Object pointing dataset rows:
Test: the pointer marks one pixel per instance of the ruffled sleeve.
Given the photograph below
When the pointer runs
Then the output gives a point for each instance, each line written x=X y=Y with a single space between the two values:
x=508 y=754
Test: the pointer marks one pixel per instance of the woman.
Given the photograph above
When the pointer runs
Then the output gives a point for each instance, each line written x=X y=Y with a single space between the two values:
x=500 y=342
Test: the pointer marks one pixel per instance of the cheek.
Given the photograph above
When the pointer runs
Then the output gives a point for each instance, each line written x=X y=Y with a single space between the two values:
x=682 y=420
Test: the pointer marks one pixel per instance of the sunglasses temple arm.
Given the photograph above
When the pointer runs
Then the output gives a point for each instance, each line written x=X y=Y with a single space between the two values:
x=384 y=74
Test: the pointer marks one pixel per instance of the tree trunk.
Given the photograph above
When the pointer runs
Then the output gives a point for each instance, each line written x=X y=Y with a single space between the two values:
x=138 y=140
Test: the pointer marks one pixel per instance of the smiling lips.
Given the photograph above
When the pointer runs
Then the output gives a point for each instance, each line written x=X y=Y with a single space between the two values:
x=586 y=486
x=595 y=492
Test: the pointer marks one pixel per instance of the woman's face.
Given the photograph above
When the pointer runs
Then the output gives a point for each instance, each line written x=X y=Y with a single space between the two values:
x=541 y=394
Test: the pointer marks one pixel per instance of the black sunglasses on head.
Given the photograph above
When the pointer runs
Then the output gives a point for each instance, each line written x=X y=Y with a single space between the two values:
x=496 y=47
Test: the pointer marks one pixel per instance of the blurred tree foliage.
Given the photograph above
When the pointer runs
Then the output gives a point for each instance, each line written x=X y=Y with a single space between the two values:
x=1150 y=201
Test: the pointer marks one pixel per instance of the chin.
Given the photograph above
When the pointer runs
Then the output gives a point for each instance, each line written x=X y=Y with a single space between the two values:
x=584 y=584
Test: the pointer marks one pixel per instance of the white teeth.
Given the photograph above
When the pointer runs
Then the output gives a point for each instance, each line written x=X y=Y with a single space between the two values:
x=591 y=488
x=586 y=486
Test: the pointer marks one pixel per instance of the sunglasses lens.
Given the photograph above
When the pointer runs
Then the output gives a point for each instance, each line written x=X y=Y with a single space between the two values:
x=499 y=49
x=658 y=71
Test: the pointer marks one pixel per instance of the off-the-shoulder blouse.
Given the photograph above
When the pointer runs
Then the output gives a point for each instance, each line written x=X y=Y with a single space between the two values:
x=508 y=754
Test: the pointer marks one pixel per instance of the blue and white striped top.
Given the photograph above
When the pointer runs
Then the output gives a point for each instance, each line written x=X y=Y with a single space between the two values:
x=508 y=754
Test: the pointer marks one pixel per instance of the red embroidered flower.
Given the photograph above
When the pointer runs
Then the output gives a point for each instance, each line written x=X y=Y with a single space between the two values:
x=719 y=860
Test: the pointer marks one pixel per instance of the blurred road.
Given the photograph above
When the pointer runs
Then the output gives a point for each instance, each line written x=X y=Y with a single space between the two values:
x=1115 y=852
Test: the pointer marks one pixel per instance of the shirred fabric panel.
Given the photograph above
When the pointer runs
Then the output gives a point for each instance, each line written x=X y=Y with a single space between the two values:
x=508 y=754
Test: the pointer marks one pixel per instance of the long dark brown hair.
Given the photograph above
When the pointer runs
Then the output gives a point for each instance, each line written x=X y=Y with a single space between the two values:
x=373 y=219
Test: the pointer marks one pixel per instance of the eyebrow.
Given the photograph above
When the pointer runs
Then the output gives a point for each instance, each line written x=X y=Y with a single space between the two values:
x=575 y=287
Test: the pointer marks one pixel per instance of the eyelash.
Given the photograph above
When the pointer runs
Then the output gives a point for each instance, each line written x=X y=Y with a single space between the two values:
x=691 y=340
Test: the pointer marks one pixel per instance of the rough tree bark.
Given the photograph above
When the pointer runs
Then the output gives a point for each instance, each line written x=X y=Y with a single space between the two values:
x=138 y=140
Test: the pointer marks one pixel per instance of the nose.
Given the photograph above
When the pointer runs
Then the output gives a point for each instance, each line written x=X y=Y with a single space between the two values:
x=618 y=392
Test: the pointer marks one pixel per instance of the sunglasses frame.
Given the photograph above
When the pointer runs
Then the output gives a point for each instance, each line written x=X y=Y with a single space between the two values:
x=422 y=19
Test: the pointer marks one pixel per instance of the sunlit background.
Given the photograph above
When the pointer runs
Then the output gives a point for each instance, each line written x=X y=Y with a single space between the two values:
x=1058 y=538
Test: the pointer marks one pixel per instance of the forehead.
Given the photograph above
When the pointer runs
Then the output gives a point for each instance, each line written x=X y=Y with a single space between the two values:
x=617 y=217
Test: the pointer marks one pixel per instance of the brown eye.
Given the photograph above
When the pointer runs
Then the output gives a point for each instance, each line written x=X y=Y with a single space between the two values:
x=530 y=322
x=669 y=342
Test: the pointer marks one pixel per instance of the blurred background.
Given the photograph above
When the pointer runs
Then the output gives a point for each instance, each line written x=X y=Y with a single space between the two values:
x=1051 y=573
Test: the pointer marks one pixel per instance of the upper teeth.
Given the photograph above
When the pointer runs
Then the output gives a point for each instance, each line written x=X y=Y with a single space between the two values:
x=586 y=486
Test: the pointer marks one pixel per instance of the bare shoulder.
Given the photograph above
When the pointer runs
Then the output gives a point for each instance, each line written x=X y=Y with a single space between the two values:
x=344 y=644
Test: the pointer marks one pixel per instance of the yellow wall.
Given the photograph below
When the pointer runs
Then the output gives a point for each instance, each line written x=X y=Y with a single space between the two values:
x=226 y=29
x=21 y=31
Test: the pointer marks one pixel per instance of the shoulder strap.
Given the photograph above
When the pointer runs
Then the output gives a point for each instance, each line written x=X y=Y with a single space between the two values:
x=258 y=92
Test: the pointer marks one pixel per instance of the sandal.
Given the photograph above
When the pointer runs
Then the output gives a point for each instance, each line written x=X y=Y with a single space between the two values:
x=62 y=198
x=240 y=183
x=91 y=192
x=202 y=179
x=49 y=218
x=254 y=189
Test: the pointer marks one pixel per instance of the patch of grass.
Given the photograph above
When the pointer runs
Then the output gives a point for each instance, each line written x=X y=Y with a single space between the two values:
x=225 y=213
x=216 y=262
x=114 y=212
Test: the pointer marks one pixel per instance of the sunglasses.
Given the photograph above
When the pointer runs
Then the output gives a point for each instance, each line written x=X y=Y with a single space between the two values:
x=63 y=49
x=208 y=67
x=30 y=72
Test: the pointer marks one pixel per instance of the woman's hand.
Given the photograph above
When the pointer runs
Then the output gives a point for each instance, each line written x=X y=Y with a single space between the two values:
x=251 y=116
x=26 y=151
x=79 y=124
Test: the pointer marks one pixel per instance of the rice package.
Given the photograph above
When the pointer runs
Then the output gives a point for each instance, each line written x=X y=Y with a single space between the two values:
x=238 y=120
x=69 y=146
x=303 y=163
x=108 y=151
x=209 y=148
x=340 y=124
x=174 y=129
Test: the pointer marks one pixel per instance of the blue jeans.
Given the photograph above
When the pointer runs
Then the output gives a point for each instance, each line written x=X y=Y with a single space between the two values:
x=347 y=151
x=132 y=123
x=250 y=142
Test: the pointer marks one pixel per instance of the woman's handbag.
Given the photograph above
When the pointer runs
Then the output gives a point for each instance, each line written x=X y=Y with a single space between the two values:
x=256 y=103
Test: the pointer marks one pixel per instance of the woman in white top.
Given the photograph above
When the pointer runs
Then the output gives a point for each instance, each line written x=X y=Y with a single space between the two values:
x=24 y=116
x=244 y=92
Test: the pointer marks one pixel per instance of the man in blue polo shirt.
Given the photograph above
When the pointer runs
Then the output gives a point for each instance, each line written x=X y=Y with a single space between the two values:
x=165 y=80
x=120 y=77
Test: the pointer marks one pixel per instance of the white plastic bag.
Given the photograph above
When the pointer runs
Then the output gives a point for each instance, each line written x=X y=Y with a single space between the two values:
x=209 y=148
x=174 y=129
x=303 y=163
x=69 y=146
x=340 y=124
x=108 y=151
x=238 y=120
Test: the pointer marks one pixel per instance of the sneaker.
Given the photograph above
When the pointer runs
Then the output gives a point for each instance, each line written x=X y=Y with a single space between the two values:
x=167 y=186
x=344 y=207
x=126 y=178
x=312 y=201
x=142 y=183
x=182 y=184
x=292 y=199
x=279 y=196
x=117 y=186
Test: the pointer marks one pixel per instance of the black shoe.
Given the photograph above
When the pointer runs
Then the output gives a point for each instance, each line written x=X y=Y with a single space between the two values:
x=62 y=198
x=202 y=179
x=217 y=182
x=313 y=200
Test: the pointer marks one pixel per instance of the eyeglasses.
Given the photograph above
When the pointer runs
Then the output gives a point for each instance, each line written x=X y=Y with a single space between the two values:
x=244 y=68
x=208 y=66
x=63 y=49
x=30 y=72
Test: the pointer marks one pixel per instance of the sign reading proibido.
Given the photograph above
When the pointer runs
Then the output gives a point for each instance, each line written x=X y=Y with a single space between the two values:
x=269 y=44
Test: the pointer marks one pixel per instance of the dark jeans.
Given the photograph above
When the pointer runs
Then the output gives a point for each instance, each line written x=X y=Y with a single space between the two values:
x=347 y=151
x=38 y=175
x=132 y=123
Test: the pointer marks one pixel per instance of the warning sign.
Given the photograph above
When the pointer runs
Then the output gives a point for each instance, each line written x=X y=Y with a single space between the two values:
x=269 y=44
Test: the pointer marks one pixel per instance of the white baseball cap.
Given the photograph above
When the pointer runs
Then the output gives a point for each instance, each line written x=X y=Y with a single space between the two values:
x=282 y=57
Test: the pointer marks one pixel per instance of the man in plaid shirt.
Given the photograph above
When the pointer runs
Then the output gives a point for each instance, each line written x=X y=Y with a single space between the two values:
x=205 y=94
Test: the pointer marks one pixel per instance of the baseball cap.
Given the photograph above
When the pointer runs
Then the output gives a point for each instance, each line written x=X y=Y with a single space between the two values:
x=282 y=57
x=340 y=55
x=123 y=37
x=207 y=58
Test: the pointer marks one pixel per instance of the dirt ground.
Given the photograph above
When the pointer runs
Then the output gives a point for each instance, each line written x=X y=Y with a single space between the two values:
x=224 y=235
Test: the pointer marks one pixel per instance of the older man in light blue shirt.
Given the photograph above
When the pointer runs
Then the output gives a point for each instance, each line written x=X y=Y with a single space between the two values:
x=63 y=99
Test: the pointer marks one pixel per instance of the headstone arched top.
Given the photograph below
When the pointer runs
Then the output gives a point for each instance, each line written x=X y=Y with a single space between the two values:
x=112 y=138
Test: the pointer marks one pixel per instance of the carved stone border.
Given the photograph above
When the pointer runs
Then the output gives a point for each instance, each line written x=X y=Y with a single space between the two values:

Exercise task: Reproduce, character for character, the lines of the records above from the first line through the line containing "x=500 y=342", including both ends.

Final result:
Test: the pointer marks one pixel per instance of the ruffled sleeve.
Given the photograph below
When the pointer runs
Then the output gives a point for each instance, each line written x=X y=Y with a single space between the two values:
x=508 y=754
Test: the pointer marks one pixel per instance of the woman.
Given the photograph above
When the pointer runs
Then the output gives a point for each instance, each line written x=X y=Y with a single space between the two values:
x=500 y=342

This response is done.